DIRECTIONS FOR THIS TASK
Rewrite the data below so that every "Query" becomes "Target", and leave everything else unchanged.

PROVIDED INFORMATION
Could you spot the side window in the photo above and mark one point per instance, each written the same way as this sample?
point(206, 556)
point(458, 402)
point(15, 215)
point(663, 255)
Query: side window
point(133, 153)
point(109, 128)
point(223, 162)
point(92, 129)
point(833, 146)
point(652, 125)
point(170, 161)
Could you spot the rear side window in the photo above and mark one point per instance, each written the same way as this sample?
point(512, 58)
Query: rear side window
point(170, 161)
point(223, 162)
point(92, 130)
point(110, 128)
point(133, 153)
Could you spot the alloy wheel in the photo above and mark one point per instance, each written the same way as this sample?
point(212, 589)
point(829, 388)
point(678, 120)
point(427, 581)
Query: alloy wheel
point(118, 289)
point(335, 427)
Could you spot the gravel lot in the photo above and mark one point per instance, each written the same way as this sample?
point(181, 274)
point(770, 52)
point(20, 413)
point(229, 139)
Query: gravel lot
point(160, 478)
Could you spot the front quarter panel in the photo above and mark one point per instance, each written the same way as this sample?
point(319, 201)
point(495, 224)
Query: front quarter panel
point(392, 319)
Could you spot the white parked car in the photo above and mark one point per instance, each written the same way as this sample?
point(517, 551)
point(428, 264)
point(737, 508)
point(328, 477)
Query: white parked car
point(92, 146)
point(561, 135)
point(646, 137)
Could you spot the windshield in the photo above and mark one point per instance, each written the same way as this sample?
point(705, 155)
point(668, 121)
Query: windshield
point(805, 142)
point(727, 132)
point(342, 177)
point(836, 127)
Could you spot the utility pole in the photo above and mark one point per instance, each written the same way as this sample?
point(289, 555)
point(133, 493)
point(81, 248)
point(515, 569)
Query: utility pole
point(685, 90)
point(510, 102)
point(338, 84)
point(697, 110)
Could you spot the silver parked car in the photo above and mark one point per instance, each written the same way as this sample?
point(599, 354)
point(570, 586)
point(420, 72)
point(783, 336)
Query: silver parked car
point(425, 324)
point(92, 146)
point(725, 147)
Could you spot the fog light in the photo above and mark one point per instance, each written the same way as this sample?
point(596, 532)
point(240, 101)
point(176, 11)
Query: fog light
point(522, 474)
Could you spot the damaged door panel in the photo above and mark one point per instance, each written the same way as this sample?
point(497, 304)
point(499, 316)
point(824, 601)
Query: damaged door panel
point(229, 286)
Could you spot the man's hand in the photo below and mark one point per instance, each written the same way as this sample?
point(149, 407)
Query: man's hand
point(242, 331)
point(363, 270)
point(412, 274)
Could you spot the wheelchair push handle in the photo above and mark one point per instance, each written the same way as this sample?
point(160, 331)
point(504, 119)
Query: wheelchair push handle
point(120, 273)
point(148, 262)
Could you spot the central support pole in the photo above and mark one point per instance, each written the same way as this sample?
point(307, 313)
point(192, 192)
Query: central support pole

THE RESPONSE
Could you spot the side window in the photo above and mark one point per instance, each written the same way as this sample?
point(206, 556)
point(458, 402)
point(15, 215)
point(663, 255)
Target: side window
point(133, 153)
point(109, 128)
point(223, 162)
point(92, 129)
point(833, 146)
point(652, 125)
point(170, 161)
Could you spot the rear side window in the photo above and mark one point per instance, each written the same way as this sample?
point(512, 58)
Target: rear side window
point(170, 161)
point(223, 162)
point(92, 130)
point(110, 128)
point(133, 153)
Could you spot the alloy wheel in the photo above and mark one point per instance, each written the same way as this sample?
point(212, 589)
point(829, 388)
point(678, 120)
point(427, 581)
Target: alloy wheel
point(118, 289)
point(335, 427)
Could you spot the gravel lot in the photo above and mark one point per instance, each written the same way as this sample?
point(181, 274)
point(770, 52)
point(20, 413)
point(229, 139)
Target: gravel lot
point(160, 478)
Could you spot the front quarter panel in the photo above and mark one point per instance, each written the same way as this sample?
point(319, 201)
point(495, 224)
Target: front quarter panel
point(392, 319)
Could you spot the white parked car in the photo above and mark one point per instance, each written the same way as this sample?
point(517, 551)
point(428, 264)
point(737, 508)
point(328, 477)
Target: white parked car
point(92, 146)
point(561, 135)
point(646, 137)
Could you spot the windshield in the photo above and mark one point per instance, each written the same way as this sample?
point(705, 155)
point(668, 121)
Target: windshield
point(805, 142)
point(727, 132)
point(342, 177)
point(836, 127)
Could you spot the utility pole in the photo above and mark one point per instance, each written the same way as this sample?
point(289, 555)
point(133, 493)
point(81, 248)
point(515, 569)
Target: utility pole
point(685, 90)
point(510, 102)
point(338, 84)
point(697, 110)
Could you spot the silver parked car in the photo above and mark one point per instance, each written the same way as this sample?
point(599, 354)
point(570, 586)
point(420, 72)
point(783, 336)
Target: silver parked car
point(425, 324)
point(92, 146)
point(725, 147)
Could you spot the fog light in the photo above and mark one point per instance, each written the same way as this sample?
point(596, 532)
point(240, 101)
point(176, 11)
Target: fog light
point(522, 474)
Could you spot the damaged door panel in the photo above and mark one point per instance, each written the same way as this sample?
point(497, 304)
point(499, 316)
point(824, 601)
Target: damaged door panel
point(229, 286)
Could you spot the man's hand in the photo below and mark one point per instance, each written the same way as this sample?
point(149, 407)
Target: man's hand
point(242, 331)
point(363, 270)
point(412, 274)
Could you spot the wheelchair push handle in the photo above and mark one point per instance, each written the same way as this sample?
point(160, 331)
point(504, 119)
Target: wheelchair push handle
point(120, 273)
point(148, 262)
Could you spot the central support pole in the photo above and mark one point per instance, each written the same way as this sample?
point(307, 313)
point(192, 192)
Target: central support pole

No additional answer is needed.